Region pointing data:
..........
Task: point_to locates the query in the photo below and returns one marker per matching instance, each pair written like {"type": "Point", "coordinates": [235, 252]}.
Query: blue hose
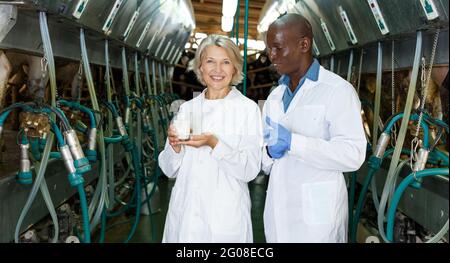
{"type": "Point", "coordinates": [414, 117]}
{"type": "Point", "coordinates": [399, 192]}
{"type": "Point", "coordinates": [85, 214]}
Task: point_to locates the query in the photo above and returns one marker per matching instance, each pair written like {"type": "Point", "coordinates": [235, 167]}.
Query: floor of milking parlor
{"type": "Point", "coordinates": [143, 233]}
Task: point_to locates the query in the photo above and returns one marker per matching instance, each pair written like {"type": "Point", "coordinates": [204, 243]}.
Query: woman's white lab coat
{"type": "Point", "coordinates": [210, 201]}
{"type": "Point", "coordinates": [307, 195]}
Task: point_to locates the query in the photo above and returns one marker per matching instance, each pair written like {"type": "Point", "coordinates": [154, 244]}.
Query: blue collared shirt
{"type": "Point", "coordinates": [312, 74]}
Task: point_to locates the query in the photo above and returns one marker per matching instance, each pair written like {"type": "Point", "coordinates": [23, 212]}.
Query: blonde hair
{"type": "Point", "coordinates": [232, 51]}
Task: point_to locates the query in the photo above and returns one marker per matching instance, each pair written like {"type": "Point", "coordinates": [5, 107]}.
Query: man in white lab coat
{"type": "Point", "coordinates": [314, 133]}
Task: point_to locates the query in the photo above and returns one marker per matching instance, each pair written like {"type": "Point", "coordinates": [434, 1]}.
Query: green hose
{"type": "Point", "coordinates": [399, 192]}
{"type": "Point", "coordinates": [95, 106]}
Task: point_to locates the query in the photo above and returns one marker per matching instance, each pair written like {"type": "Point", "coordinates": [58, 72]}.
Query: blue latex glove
{"type": "Point", "coordinates": [278, 139]}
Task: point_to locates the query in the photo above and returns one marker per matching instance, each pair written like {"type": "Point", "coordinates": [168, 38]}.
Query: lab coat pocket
{"type": "Point", "coordinates": [227, 218]}
{"type": "Point", "coordinates": [309, 120]}
{"type": "Point", "coordinates": [318, 202]}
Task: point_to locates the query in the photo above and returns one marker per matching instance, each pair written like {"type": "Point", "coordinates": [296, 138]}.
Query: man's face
{"type": "Point", "coordinates": [283, 49]}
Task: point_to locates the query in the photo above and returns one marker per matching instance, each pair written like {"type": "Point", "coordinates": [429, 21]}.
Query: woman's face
{"type": "Point", "coordinates": [217, 68]}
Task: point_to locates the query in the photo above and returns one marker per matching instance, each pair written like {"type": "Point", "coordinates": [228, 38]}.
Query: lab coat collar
{"type": "Point", "coordinates": [232, 94]}
{"type": "Point", "coordinates": [312, 74]}
{"type": "Point", "coordinates": [308, 84]}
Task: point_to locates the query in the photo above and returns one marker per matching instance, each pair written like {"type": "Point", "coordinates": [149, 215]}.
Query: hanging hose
{"type": "Point", "coordinates": [398, 193]}
{"type": "Point", "coordinates": [389, 186]}
{"type": "Point", "coordinates": [41, 166]}
{"type": "Point", "coordinates": [102, 177]}
{"type": "Point", "coordinates": [374, 164]}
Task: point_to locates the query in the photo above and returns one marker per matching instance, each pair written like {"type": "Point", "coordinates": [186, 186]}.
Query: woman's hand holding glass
{"type": "Point", "coordinates": [204, 139]}
{"type": "Point", "coordinates": [173, 138]}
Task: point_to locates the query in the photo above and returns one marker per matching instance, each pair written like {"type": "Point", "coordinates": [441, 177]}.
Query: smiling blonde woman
{"type": "Point", "coordinates": [210, 201]}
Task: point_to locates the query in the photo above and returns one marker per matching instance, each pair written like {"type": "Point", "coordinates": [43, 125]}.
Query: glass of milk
{"type": "Point", "coordinates": [182, 125]}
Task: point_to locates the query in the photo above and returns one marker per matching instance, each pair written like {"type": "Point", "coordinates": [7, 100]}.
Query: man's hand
{"type": "Point", "coordinates": [201, 140]}
{"type": "Point", "coordinates": [173, 139]}
{"type": "Point", "coordinates": [278, 139]}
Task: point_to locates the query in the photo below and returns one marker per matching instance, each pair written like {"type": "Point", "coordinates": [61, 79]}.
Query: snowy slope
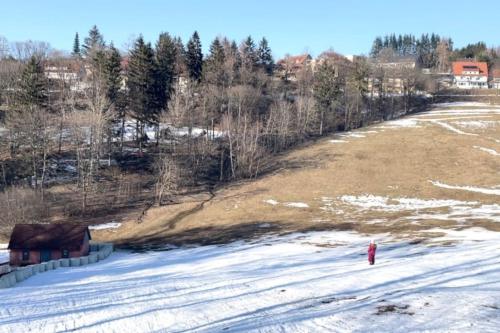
..........
» WHAT THE EXERCISE ASKS
Restate the entries verbatim, without pictures.

» ANSWER SPACE
Task: point_to locates the query in the photo below and returns one marker per matching instance, each pair written like {"type": "Point", "coordinates": [235, 252]}.
Query: blue hose
{"type": "Point", "coordinates": [414, 117]}
{"type": "Point", "coordinates": [399, 192]}
{"type": "Point", "coordinates": [85, 214]}
Task: point_to locates the query in the photo above and returns one marker per matching instance, each pair written like {"type": "Point", "coordinates": [235, 167]}.
Query: floor of milking parlor
{"type": "Point", "coordinates": [143, 233]}
Task: point_to locates the query in the photo above and returns one marker per matching instance, each pair written like {"type": "Point", "coordinates": [204, 243]}.
Query: woman's white lab coat
{"type": "Point", "coordinates": [210, 201]}
{"type": "Point", "coordinates": [307, 195]}
Task: point_to locates the query in the photo above and returns one marker per matching instance, each pair written like {"type": "Point", "coordinates": [154, 244]}.
Query: blue collared shirt
{"type": "Point", "coordinates": [312, 74]}
Task: point_to locates the query in the photo above and returns one marker per matching instance, each pair written like {"type": "Point", "coordinates": [23, 212]}.
Query: blonde hair
{"type": "Point", "coordinates": [232, 51]}
Task: point_to locates the query in the photo above and returns one marker per matching instance, each pair written like {"type": "Point", "coordinates": [5, 107]}.
Query: man in white lab coat
{"type": "Point", "coordinates": [314, 133]}
Task: point_to locates the query in the photo above and returns one marker per matching instance, each pair written like {"type": "Point", "coordinates": [434, 1]}.
Query: green hose
{"type": "Point", "coordinates": [399, 192]}
{"type": "Point", "coordinates": [95, 106]}
Task: point_to locates the query in the photo above and returns one marker per matching instance, each pair written like {"type": "Point", "coordinates": [58, 72]}.
Query: blue latex glove
{"type": "Point", "coordinates": [278, 139]}
Task: point_to locates the query in the photo above and returns one marker per matching instance, each pair written like {"type": "Point", "coordinates": [168, 38]}.
Query: lab coat pocket
{"type": "Point", "coordinates": [227, 218]}
{"type": "Point", "coordinates": [309, 120]}
{"type": "Point", "coordinates": [318, 202]}
Task: point_to locates the query in the photo above and returns one marker per matching instance, each pair written like {"type": "Point", "coordinates": [296, 138]}.
Query: man's face
{"type": "Point", "coordinates": [283, 49]}
Task: point_to locates the query in the photo above and returns one marker per matching instance, each pair written like {"type": "Point", "coordinates": [429, 21]}.
Query: woman's face
{"type": "Point", "coordinates": [217, 68]}
Task: point_to locates the query in the photo above and returns one marker per matching instance, each pair written like {"type": "Point", "coordinates": [228, 38]}.
Query: lab coat collar
{"type": "Point", "coordinates": [232, 94]}
{"type": "Point", "coordinates": [312, 74]}
{"type": "Point", "coordinates": [308, 84]}
Task: point_to locates the query in the photo above and returns one marker per matching instance, each pair written like {"type": "Point", "coordinates": [149, 215]}.
Query: hanging hose
{"type": "Point", "coordinates": [398, 193]}
{"type": "Point", "coordinates": [389, 186]}
{"type": "Point", "coordinates": [41, 166]}
{"type": "Point", "coordinates": [102, 177]}
{"type": "Point", "coordinates": [374, 164]}
Task: point_to locates the query in the photo above and returns one marker per matching instance, each pair written like {"type": "Point", "coordinates": [186, 186]}.
Query: woman's hand holding glass
{"type": "Point", "coordinates": [204, 139]}
{"type": "Point", "coordinates": [173, 138]}
Task: point_to locates the query in the photo above and returns one marker per matching instance, each pair written like {"type": "Point", "coordinates": [441, 177]}.
Query: smiling blonde woman
{"type": "Point", "coordinates": [210, 201]}
Task: point_to locates the query in the photo above and returns one marker per matching instance, each pair written like {"type": "Point", "coordinates": [43, 125]}.
Query: glass of milk
{"type": "Point", "coordinates": [182, 125]}
Task: point_to locates the query in the photo above and returns one marker per matching instance, each pair written like {"type": "Point", "coordinates": [7, 100]}.
Query: man's hand
{"type": "Point", "coordinates": [201, 140]}
{"type": "Point", "coordinates": [173, 139]}
{"type": "Point", "coordinates": [278, 139]}
Task: point_to locates the query in the photo below and returns one marker per matching instance, each pair written like {"type": "Point", "coordinates": [61, 79]}.
Query: snowy slope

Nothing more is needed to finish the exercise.